» **What you have to do**
Each entry should appear in the answer exactly as written.

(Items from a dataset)
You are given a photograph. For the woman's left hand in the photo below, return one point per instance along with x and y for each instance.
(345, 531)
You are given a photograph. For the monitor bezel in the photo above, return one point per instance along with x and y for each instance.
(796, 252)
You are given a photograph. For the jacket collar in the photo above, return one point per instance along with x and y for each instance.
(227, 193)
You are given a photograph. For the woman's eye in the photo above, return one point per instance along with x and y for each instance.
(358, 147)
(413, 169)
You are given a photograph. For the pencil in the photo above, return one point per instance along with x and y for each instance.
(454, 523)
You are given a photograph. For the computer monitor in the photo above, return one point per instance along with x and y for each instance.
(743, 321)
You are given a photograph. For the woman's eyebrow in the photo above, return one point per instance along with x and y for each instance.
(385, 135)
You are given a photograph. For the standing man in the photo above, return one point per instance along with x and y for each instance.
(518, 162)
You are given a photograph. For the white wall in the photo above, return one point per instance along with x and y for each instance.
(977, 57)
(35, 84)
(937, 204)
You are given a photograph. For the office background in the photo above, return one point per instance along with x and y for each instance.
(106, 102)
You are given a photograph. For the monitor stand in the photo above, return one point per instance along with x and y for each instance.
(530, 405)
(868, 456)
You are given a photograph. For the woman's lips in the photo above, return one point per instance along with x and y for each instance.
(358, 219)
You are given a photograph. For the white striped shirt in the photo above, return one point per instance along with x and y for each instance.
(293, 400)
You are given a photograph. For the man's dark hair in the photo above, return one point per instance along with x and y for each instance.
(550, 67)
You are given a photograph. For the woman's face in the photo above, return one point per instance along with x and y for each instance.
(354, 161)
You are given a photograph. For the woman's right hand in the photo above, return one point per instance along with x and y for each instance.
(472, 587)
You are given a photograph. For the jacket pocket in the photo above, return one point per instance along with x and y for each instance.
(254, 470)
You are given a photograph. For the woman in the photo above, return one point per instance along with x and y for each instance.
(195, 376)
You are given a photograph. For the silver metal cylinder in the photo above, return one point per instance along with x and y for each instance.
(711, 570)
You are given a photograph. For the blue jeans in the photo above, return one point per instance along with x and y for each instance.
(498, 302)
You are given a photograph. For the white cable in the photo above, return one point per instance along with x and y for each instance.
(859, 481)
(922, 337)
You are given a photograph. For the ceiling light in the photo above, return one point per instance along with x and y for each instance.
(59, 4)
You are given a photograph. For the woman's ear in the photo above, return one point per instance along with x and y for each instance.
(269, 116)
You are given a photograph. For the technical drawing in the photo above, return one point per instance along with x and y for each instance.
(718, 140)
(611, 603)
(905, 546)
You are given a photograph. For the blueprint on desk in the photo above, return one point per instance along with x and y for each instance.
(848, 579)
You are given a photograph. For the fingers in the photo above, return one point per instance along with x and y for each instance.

» **Finished task**
You are given a photograph. For the woman's left hand in the photo below, return one point per instance along with x and y for each instance.
(345, 531)
You are given a photograph. For the monitor bezel in the photo above, return one point per instance along with x and y for each instance.
(796, 252)
You are given a photograph. For the jacket collar in the photo above, return one point per instance along with x and y for each instance.
(227, 193)
You are given a photograph. For the woman's eye in the photo above, return one point per instance along with x and y for each instance.
(358, 147)
(413, 169)
You are given a photograph. For the pencil in the photo above, return one point per instance along with x and y for each instance.
(454, 523)
You are given a photograph. For the computer monitor in the photo above, return one point per instance along with x and y for each instance.
(743, 321)
You are given a photograph. For the woman's eyebrow in the photo above, return one point per instance along with x and y for each instance.
(385, 135)
You are given a photograph. For the standing man in the photo above, return one point per instance along with x and y for each instance.
(518, 162)
You are given a photograph. For the white wall in the photo above, return one point per instance along with x and y for each instance.
(977, 57)
(35, 84)
(937, 204)
You are given a photograph. For the office background in the photo above, return one point per instance along with x and y for each instance.
(106, 102)
You are given a photograph. For the monitor stand in the photo above, return one point per instance along with x and y for each instance.
(530, 405)
(868, 456)
You are given a photograph. For the woman's lips in the photo above, return one point per instance along with x and y for each instance.
(358, 219)
You are given a photograph. For the white striped shirt in the photo above, return one point per instance along with x and y for each instance.
(293, 400)
You are given a photograph. For the man's dark hair in the photo above, return one point per instance along with x and y for each instance.
(550, 67)
You are given a photograph. For the woman's face in the photo above, return one point per instance along with x and y for each instance.
(354, 161)
You are given a photograph. For the woman's right hand in the photo above, return one point per instance along with x and y for each instance.
(472, 587)
You are given a photograph. For the jacket pocket in the photo above, return one point per instance along with x and y for each instance.
(254, 470)
You are given a photograph. For the woman in the photo above, return one point per instance along with x and y for each instance.
(195, 376)
You are given a photograph. For the silver metal cylinder in the photo above, return one point per instance along with x and y for each instance.
(711, 570)
You are given a photograph. For the blue jeans in the photo above, return one point per instance along with x and y for each instance.
(498, 302)
You are given a photograph. For the white cable in the photo above, return one point per instance along with x and y for each instance.
(859, 481)
(922, 337)
You are given a photograph. For the ceiling light in the photo above, return one point per instance along with x and y for each instance.
(59, 4)
You are given a photograph. For the woman's ear in the photo above, return one point per instance along with x and y for each instance.
(269, 116)
You are given a photograph. For the technical drawing in the photo above, return one point per instance along with x and y for each instance.
(718, 140)
(611, 603)
(905, 546)
You are given a photograph. For the blueprint on desk in the photo above, return one point per instance along with x and y for each instance.
(848, 579)
You are given a photograph. For the fingers in the photo above, return one point per instance along with x and y for each instance.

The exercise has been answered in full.